Entries for labeling object positions
## begin
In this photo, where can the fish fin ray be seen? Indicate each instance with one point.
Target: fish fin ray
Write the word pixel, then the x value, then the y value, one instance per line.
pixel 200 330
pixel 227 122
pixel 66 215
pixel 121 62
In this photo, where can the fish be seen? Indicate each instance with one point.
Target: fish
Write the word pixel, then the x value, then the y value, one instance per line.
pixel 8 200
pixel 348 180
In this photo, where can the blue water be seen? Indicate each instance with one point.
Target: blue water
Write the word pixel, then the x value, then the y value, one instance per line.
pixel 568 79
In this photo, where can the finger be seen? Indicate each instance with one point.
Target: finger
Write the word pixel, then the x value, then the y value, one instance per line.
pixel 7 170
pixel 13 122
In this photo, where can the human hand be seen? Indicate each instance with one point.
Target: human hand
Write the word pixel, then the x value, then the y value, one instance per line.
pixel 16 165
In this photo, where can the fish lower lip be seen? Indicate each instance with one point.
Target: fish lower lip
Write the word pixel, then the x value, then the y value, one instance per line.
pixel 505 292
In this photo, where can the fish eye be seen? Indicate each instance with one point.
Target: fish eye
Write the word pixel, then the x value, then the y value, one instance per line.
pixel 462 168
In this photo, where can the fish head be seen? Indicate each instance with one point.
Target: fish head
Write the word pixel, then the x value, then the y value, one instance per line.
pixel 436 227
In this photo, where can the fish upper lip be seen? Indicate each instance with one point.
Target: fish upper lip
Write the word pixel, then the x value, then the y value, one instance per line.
## end
Present every line of the rows above as a numbered list, omitting any blank lines.

● **SOLUTION BELOW**
1. In this photo, where can the fish fin ray be seen? Indicate each instance with one point.
2. Target: fish fin ray
3. Write the word pixel, then the x value, then the y value, one instance per line.
4. pixel 200 330
5. pixel 227 122
6. pixel 66 215
7. pixel 121 62
8. In this photo, where can the fish be seen? Indicate each instance with one point.
9. Target: fish
10. Write the word pixel, then the x value, then the y value, one instance per line.
11. pixel 8 200
12. pixel 348 180
13. In this photo, where can the blue water be seen? Indicate each instance with one point.
14. Target: blue water
15. Write the word pixel, then the x value, then the y value, one instance per line.
16. pixel 568 79
17. In this photo, where can the finger be seen? Indicate each instance with one point.
18. Target: finger
19. Write the word pixel, then the x value, then the y value, one instance per line.
20. pixel 7 170
21. pixel 13 122
22. In this photo, where can the human hand be seen? Indicate each instance with one point.
23. Target: human hand
24. Write the word pixel, then the x value, then the y value, one instance per line.
25. pixel 16 165
26. In this photo, where can the fish lower lip be seen? Indicate each instance with one point.
27. Target: fish lower lip
28. Write the word pixel, then the x value, then the y value, one instance per line.
29. pixel 505 292
30. In this photo, where can the fish eye be seen? Indicate each instance with one point.
31. Target: fish eye
32. Write the word pixel, then the x value, then the y value, one instance per line.
33. pixel 462 168
34. In this photo, where can the fish head be seen? Indicate each instance with one point.
35. Target: fish head
36. Write the word pixel, then the x value, then the y value, one instance per line.
37. pixel 436 227
38. In this photo, where can the fish upper lip be seen? Indicate each instance with one point.
39. Target: fish upper lip
40. Write the word pixel, then the x value, then the y value, one instance per line.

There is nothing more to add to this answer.